Work instruction => If a line in the records below holds the word "shoreline", copy it.

[Natural language region descriptions]
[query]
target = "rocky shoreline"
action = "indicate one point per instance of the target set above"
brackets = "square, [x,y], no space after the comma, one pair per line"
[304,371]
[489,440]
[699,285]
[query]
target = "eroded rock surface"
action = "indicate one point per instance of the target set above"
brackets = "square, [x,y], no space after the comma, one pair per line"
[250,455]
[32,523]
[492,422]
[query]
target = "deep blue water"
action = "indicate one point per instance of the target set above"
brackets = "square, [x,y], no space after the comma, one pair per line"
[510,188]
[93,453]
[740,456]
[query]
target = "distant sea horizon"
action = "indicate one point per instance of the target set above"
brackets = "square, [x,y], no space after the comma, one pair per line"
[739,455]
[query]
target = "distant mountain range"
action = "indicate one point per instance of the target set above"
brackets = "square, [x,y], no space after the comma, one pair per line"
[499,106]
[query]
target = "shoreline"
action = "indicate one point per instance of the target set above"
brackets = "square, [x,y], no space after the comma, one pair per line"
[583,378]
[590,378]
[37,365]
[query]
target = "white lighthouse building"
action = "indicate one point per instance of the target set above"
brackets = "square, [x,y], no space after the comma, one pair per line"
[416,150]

...

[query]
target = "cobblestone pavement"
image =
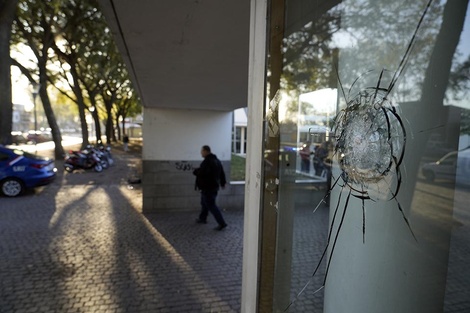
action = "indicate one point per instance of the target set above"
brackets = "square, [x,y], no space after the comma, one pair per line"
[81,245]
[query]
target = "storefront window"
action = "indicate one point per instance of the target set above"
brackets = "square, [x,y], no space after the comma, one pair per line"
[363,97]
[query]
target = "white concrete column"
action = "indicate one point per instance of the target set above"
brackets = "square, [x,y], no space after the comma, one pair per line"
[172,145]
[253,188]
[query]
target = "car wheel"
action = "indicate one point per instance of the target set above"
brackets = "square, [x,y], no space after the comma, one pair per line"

==

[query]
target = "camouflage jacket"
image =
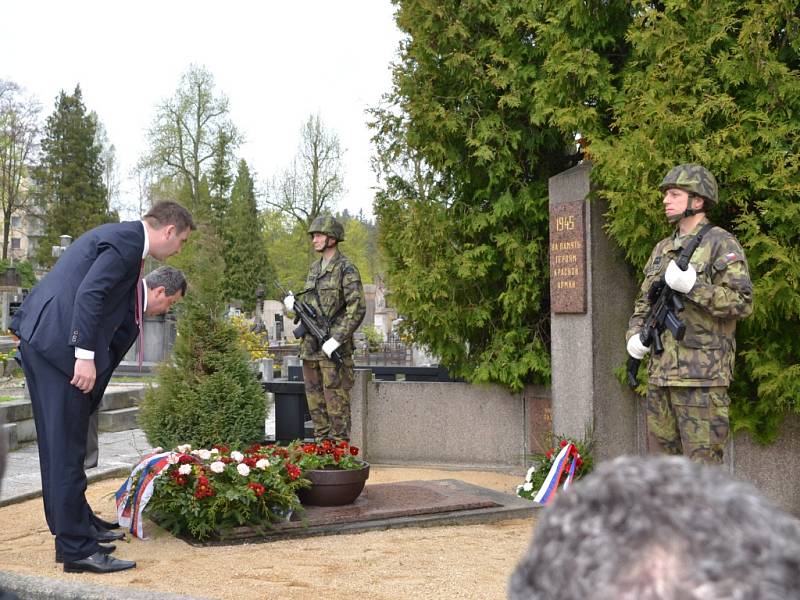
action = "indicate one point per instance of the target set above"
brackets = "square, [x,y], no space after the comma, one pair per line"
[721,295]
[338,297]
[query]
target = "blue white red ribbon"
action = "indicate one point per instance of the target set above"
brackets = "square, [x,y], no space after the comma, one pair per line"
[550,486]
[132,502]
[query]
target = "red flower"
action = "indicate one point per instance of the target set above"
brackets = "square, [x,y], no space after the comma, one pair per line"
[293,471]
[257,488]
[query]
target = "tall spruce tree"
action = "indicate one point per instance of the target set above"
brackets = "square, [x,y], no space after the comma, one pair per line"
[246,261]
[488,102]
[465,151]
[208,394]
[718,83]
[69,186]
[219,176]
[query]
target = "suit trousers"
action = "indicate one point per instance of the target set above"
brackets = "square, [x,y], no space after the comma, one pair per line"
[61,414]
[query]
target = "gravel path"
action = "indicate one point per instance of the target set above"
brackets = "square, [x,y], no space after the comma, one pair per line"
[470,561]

Task response =>
target = "rocky shoreline"
target = "shoreline"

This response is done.